__Provided passage__
※ ※ ※

1958 Miles is a compilation album by American jazz musician Miles Davis, released in 1974 on CBS/Sony. Recording sessions for tracks that appear on the album took place on May 26, 1958, at Columbia's 30th Street Studio and September 9, 1958, at the Plaza Hotel in New York City. 1958 Miles consists of three songs featured on side two of the LP album Jazz Track, which was released in November 1959, one song from the same session not appearing in the album ("Love for Sale"), and three recordings from Davis' live performance at the Plaza Hotel with his ensemble sextet. The recording date at 30th Street Studio served as the first documented session to feature pianist Bill Evans performing in Davis' group.

The sessions for tracks on the album in mid-1958, along with the Milestones sessions from earlier that year, were seen by many music writers as elemental in Miles Davis' transition from bebop to the modal style of jazz and were viewed as precursors to his best-known work, Kind of Blue. Following audio engineering and digital restoration by engineer Larry Keyes at Sony Music New York Studio, the album was reissued on compact disc in 1991 as part of Columbia's Jazz Masterpieces Series. For later reissues, the album was retitled as '58 Sessions Featuring Stella by Starlight or 58 Miles Featuring Stella by Starlight. The complete 1958 sessions for Columbia were issued on the box set The Complete Columbia Recordings of Miles Davis with John Coltrane, and Jazz at the Plaza was reissued in 2001. The first four tracks were also released on a bonus disc of the 50 Anniversary Collector's Edition of Kind of Blue.

Background

In 1958, Miles Davis was one of many jazz musicians growing dissatisfied with bebop, seeing its increasingly complex chord changes as hindering musical creativity. Five years earlier, jazz pianist, composer and theorist George Russell published his Lydian Chromatic Concept of Tonal Organization (1953), which offered an alternative to the practice of musical improvisation based on chords. Abandoning the traditional major and minor key relationships of classical music, Russell developed a new formulation using musical scales, or a series of scales, for improvisations. Russell's approach to improvisation came to be known as modal in jazz. Davis viewed Russell's methods of composition as a means of getting away from the dense chord-laden compositions of his time, which Davis had labeled as "thick".

In contrast to the conventional method of composing during the time, modal compositions were to be written as a series of sketches in which each performer is given a set of scales that defines the parameters of their improvisation. Modal composition, with its reliance on musical scales and modes, represented, as Davis called it, "a return to melody". According to Davis, "Classical composers—some of them—have been writing this way for years, but jazz musicians seldom have". In early 1958, Davis began using this approach with his sextet, a jazz ensemble made up of alto sax player Julian "Cannonball" Adderley, tenor saxophonist John Coltrane, pianist Red Garland, bassist Paul Chambers, and drummer Philly Joe Jones. Influenced by Russell's ideas, Davis implemented his first modal composition with the title track of Milestones (1958), which was based on two modes, recorded in April of that year. Instead of soloing in the straight, conventional, melodic way, Davis's new style of improvisation featured rapid mode and scale changes played against sparse chord changes. Davis' acclaimed collaboration with Gil Evans on Porgy and Bess gave him an opportunity to experiment with Russell's concept, as Evans' third stream compositions for Davis contained only a musical scale and no chords, the basis for modality.

※ ※ ※

__Data shown__
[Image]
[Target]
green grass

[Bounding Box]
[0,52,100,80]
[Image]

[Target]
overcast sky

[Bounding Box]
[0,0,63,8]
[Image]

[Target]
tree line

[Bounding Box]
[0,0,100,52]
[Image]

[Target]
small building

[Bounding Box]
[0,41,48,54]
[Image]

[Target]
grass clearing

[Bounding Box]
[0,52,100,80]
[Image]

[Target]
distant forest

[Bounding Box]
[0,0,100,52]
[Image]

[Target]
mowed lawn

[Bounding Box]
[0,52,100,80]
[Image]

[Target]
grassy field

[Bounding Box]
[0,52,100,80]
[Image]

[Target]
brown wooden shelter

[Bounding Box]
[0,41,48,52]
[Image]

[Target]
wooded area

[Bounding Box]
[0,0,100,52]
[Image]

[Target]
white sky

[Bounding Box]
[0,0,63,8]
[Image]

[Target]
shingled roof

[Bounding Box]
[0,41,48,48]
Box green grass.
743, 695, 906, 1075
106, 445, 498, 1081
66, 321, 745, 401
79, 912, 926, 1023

※ ※ ※

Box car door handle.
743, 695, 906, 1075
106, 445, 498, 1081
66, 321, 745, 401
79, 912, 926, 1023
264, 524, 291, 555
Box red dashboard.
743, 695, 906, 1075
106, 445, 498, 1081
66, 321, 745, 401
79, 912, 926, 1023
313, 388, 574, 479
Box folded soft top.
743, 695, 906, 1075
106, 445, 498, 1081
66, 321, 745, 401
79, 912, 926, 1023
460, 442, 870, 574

※ ※ ※

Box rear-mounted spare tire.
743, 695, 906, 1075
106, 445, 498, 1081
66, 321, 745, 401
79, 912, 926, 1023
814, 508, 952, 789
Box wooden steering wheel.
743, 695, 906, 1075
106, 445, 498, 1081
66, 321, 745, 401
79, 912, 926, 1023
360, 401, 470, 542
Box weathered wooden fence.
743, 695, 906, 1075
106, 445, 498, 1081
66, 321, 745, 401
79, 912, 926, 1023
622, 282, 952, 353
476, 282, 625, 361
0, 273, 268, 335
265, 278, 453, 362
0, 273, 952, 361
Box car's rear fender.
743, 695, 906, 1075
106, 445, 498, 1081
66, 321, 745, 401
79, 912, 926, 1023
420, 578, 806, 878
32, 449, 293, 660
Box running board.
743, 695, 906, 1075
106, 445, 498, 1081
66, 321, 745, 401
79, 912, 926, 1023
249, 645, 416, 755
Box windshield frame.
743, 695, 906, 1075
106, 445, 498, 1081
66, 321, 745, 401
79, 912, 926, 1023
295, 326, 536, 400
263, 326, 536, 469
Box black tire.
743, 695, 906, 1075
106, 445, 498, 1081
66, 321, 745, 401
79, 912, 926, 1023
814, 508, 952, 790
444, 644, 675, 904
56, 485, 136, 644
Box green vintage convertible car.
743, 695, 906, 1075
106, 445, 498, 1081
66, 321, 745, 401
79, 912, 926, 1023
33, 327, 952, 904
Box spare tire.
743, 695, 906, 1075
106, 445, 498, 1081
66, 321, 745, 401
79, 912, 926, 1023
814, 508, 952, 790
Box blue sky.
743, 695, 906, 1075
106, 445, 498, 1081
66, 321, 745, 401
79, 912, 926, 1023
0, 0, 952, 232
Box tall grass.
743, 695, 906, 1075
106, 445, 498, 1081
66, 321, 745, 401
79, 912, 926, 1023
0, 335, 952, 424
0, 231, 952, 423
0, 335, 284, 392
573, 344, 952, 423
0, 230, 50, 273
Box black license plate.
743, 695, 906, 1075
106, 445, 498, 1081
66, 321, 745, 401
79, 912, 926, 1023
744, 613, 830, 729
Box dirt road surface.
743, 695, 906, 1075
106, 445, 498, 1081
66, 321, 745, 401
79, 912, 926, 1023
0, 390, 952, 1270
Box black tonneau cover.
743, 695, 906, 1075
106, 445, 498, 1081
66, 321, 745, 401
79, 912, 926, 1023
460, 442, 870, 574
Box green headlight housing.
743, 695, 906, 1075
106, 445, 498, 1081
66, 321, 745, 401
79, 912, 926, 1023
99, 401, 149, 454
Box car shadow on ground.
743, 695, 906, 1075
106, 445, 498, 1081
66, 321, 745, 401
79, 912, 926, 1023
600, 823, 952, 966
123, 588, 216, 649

※ ※ ※

__Challenge 1__
Transcribe the 1958 Miles article word for word, starting with "1958 Miles is" and going on through "in Davis' group.".
__Challenge 2__
According to the 1958 Miles article, where did the September 9, 1958 recording session take place?
__Challenge 3__
Using the 1958 Miles article, list the musicians named as making up Davis's sextet in early 1958.
Rely only on the 1958 Miles article, not on the entries.

__Full response 1__
1958 Miles is a compilation album by American jazz musician Miles Davis, released in 1974 on CBS/Sony. Recording sessions for tracks that appear on the album took place on May 26, 1958, at Columbia's 30th Street Studio and September 9, 1958, at the Plaza Hotel in New York City. 1958 Miles consists of three songs featured on side two of the LP album Jazz Track, which was released in November 1959, one song from the same session not appearing in the album ("Love for Sale"), and three recordings from Davis' live performance at the Plaza Hotel with his ensemble sextet. The recording date at 30th Street Studio served as the first documented session to feature pianist Bill Evans performing in Davis' group.

__Full response 2__
At the Plaza Hotel in New York City.

__Full response 3__
Julian "Cannonball" Adderley (alto sax)
John Coltrane (tenor saxophone)
Red Garland (piano)
Paul Chambers (bass)
Philly Joe Jones (drums)